─── 本文 ───

デーモンの仕組み


デーモン・プロセス

他のプロセスにサービスするために、長時間バックグラウンドで 動作しているプロセスがデーモンです。

デーモン・プロセスの起動方法には大きくわけて2種類あります。

今回は、前者の 「OSが立ち上がった時に起動されて、それ以後動作し続けるデーモン」 について説明します。

OSの run level とデーモンの起動

OSのラン・レベル(run level、動作レベルのこと) には Linux では 0 から6まであります。 それぞれの run level でどのデーモンが起動されるか、 停止されるかが決められています。

RedHat系Linuxの場合

run levelconfiguration as default
0システム停止
1シングル・ユーザ・モード
2マルチユーザ設定(NFSなし)
3マルチユーザ設定(テキスト・ログイン)
4 --- (未使用)
5マルチユーザ設定(グラフィカル・ログイン)
6リブート

Debian系Linuxの場合

run levelconfiguration as default
0システム停止
1シングル・ユーザ・モード
2マルチユーザ設定
3ランレベル2と同じ
4ランレベル2と同じ
5ランレベル2と同じ
6リブート

ランレベルは /etc/inittab というファイルで定義されています。 Debian系ではランレベルの差がほとんどありませんが、これは、 Debian系Linuxでは「いらないソフトウェアはそもそもインストールしない」 →「インストールされたものは全て必要なもの」という方針なので、 ランレベルによる使い分けをしないようです。

RedHat系では デフォルト値はラン・レベル = 3 になっているはずです。 もしX-Windows Systemの設定でグラフィカル・ログインを 選んだ場合はデフォルトのラン・レベルの値は5になります。

Debian系ではデフォルトのランレベルは2になっています。それは/etc/inittab を見るとわかります。

/etc/inittab (Debian Linuxの場合)

───

課題 1:
デーモンについての本文をもとに、次の問いに答えよ。
(a) Linuxのランレベルはいくつからいくつまであるか。
(b) ランレベルはどのファイルで定義されているか。
(c) Debian系Linuxのデフォルトのランレベルはいくつか。
課題 2:
デーモンについての本文の続きを、最後の行のあとから書け。

─── 提供資料 ───

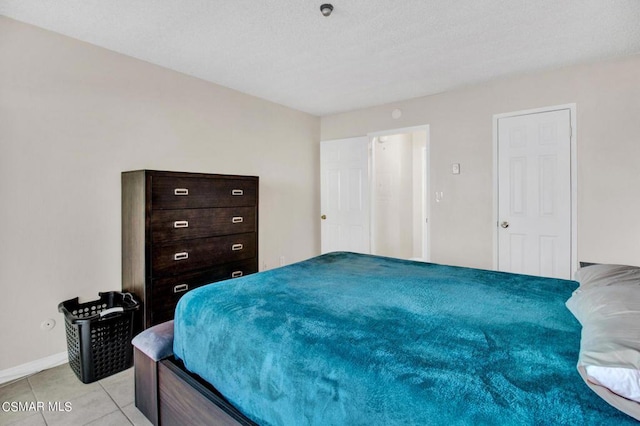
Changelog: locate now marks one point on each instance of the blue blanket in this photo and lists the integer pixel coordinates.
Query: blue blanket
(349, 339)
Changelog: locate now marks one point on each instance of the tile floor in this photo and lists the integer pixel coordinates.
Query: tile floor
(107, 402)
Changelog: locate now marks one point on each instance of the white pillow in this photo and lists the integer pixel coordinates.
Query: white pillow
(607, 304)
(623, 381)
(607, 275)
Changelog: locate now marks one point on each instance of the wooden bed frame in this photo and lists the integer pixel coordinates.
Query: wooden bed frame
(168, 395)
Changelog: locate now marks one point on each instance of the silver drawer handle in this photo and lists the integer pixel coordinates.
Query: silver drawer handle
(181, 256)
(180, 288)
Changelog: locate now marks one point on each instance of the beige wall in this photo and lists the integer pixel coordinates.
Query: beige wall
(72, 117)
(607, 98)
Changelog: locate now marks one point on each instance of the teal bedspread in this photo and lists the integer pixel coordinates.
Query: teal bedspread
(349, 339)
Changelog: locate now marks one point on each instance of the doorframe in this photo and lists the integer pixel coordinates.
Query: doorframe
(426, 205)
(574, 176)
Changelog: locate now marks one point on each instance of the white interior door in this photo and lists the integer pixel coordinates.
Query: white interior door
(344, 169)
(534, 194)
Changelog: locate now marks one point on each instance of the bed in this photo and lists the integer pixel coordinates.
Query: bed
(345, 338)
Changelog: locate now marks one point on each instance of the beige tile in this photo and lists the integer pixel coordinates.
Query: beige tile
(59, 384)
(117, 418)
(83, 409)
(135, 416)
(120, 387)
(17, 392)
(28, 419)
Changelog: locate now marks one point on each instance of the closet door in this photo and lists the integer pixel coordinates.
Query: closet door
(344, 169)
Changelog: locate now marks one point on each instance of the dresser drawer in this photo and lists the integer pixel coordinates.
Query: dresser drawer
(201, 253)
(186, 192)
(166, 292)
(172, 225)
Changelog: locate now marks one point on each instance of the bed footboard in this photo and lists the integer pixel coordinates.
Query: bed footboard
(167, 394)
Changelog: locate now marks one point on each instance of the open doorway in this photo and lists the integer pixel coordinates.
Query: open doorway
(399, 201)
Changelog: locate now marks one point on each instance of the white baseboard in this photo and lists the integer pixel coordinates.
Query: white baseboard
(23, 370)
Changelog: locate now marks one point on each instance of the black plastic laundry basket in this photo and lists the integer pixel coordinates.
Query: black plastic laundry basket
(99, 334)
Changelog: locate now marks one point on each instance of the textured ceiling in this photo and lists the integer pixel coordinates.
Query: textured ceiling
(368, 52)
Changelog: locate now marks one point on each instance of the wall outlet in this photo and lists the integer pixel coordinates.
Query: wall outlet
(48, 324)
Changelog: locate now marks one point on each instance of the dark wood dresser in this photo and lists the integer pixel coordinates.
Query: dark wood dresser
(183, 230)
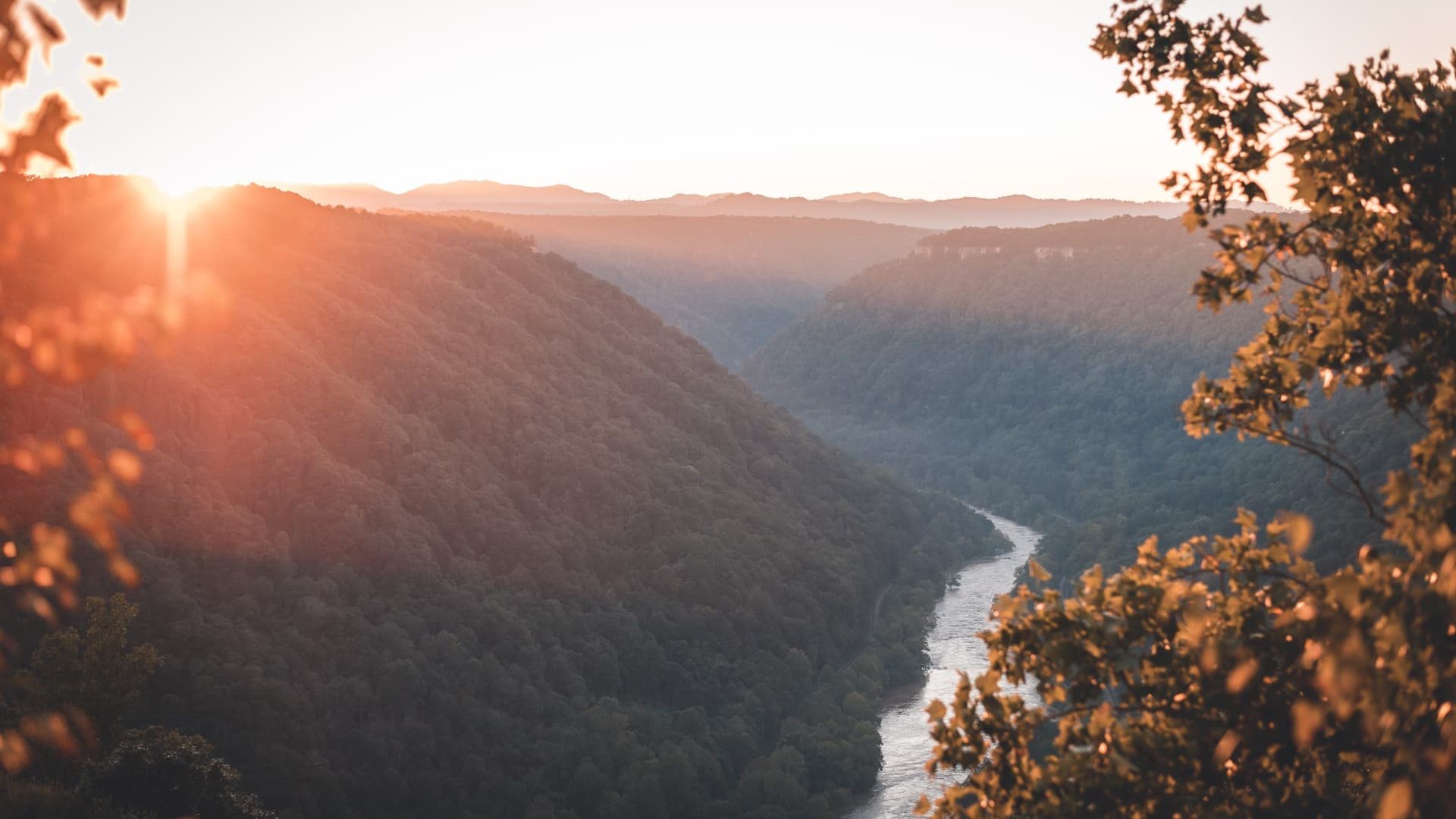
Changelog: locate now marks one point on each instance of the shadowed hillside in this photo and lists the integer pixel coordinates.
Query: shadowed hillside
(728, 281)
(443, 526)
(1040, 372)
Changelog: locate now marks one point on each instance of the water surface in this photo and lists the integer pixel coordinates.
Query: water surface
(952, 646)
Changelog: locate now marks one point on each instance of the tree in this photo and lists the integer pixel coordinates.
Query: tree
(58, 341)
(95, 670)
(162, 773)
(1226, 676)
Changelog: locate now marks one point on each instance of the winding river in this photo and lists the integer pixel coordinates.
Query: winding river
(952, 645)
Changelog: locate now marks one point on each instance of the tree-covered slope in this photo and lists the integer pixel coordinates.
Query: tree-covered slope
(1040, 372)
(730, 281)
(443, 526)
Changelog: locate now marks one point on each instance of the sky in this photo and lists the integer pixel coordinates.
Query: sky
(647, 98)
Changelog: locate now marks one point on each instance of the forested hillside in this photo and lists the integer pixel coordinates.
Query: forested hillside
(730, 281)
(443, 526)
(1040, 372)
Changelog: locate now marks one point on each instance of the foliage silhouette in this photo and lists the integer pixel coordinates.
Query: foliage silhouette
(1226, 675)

───

正解 1:
(a) 0から6まで
(b) /etc/inittab
(c) 2

正解 2:
..
# The default runlevel.
id:2:initdefault:
...

デーモンを起動したり停止したりするためのスクリプトが /etc/init.d/ の下に置かれています。 これらのスクリプトはstart, stop, restart といった コマンド引数を受け付けるように書かれています。

デーモンの自動起動

OSの run level に応じてデーモンは起動したり、停止したりします。 これらは /etc/rc?.d/ の下にある

というファイルで自動的に制御されています。 最初の文字('S' または 'K')で、「起動」と「停止」を表します。 NNは数字で優先順位を表し、数字が小さいほど先に実行されます。 NAMEは /etc/init.d/ に置いたスクリプト名です。 実は "/etc/rc?.d/[SK]番号NAME" は /etc/init.d/NAME へのシンボリック・リンクです。 'S' のときは start, 'K' のときは stop というコマンド引数で /etc/init.d/の下にスクリプトが実行されるわけです。

たとえば /etc/init.d/apache というスクリプトがあり、 これに対して /etc/rc1.d/K12apache や /etc/rc2.d/S90apache という名前のシンボリック・リンクが張られているわけです。

デーモンの管理

デーモンを新たにインストールするのは以下の手順になります。
  1. デーモンの実行ファイルをインストールする。
  2. /etc/init.d/の下に、デーモンを起動または停止するスクリプトを作る。 ただしそのスクリプトは start, stop, restart というコマンド引数を 受け付けるようにしておく必要があります。
  3. /etc/rc?.d/ の下から /etc/init.d/の下のスクリプトに シンボリック・リンクを張ります。 ただし、シンボリックの名前は S か K で始まり、その後に数字、そして スクリプト名が続きます。

update-rc.d

Debinaでは、デーモンの自動起動・停止を管理するためのソフトウエア update-rc.d が用意されています。

update-rc.d [-n][-f] サーバ名 remove
update-rc.d [-n] サーバ名 defaults [NN | NN-start NN-stop]
update-rc.d [-n] サーバ名 start|stop NN ランレベル ランレベル ...

オプション動作
defaults自動起動するように設定する。
remove自動起動の設定を削除する。
NNNNは順番を决めるための番号(小さい方が優先される)。
NN-start自動起動のためのSNNというシンボリックリンクを作成する。
NN-stop自動停止のためのKNNというシンボリックリンクを作成する。
-n何も行わなずに、実行するコマンドを表示する。
-f強制的にシンボリックリンクを削除する。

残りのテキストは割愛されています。